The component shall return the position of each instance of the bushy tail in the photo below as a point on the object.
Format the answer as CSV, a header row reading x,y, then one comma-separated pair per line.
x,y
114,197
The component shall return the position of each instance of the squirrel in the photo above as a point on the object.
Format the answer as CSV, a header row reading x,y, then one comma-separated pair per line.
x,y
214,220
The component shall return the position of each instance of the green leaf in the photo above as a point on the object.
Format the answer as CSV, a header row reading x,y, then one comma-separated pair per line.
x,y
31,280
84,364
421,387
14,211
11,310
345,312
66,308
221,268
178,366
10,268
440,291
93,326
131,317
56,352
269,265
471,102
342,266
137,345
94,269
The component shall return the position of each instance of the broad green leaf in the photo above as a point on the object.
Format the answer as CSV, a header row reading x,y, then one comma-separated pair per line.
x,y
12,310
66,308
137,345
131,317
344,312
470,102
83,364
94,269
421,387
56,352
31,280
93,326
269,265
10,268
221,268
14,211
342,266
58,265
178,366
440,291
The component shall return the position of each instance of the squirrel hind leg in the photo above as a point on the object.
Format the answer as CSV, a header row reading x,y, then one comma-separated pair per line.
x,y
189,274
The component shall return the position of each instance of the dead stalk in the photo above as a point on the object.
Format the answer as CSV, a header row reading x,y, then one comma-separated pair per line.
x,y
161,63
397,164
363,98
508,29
...
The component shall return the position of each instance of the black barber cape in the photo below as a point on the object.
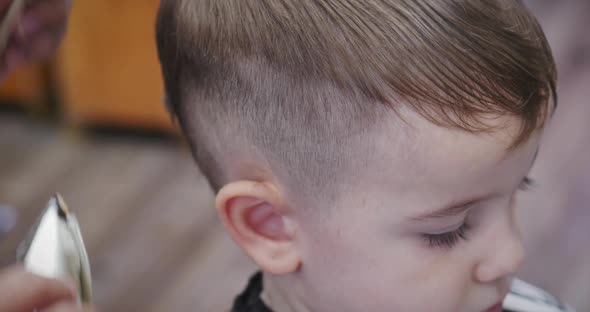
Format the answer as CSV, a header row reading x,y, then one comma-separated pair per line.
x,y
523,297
==
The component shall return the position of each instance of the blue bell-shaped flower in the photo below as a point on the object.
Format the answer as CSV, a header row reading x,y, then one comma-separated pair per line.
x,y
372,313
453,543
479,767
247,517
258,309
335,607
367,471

**WHAT YOU HAVE TO DO:**
Wherever a line of the entries holds the string "below", copy that line.

**RESULT:**
The component shall return the position of each instance of the bushy tail in the photo below as a point on the object.
The component shall return the position of each instance of the black barber cape in the photo below as a point on the object.
The component shall return the position of each instance of the blue bell-shaped flower in the photo below as a point on the object.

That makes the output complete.